--- Information given Enclosed Below ---

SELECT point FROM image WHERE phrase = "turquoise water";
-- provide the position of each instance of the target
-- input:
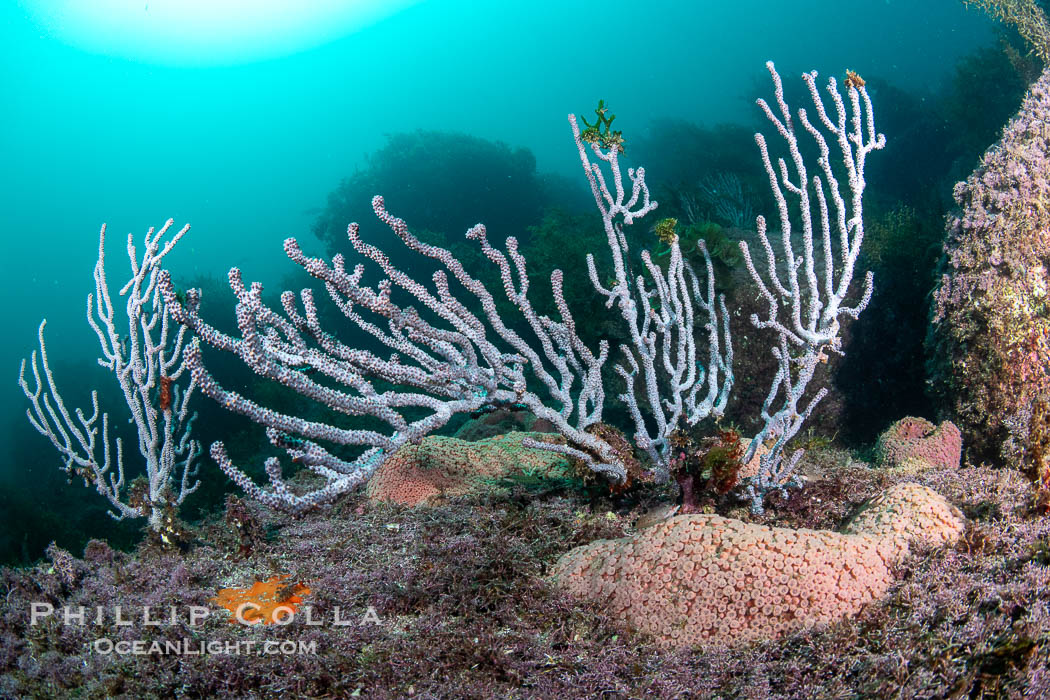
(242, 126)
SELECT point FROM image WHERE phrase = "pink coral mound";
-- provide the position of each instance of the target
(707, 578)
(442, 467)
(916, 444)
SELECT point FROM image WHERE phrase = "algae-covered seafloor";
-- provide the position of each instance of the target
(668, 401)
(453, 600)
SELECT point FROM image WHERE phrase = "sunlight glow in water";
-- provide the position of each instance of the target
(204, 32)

--- End of Enclosed Information given ---
--- Information given Enclosed Below ---

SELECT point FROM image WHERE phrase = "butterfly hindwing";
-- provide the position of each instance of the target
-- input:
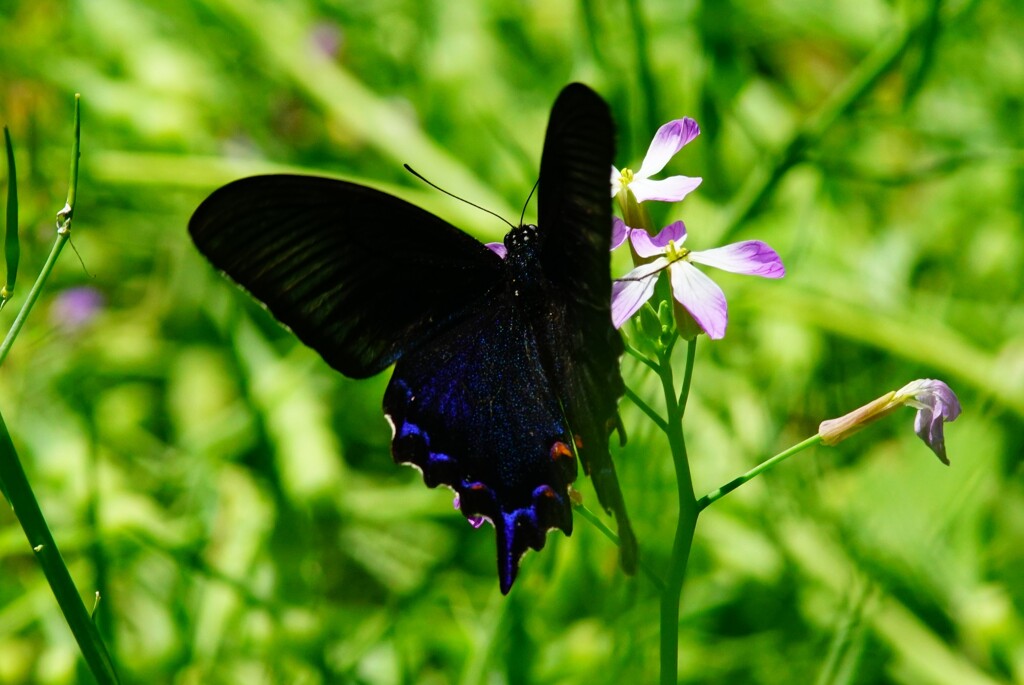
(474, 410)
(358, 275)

--- End of Enclosed Information given ---

▶ [Instructions to follow] Give only a number: how many lines of the data hold the string "point"?

▶ [Answer for the task] 5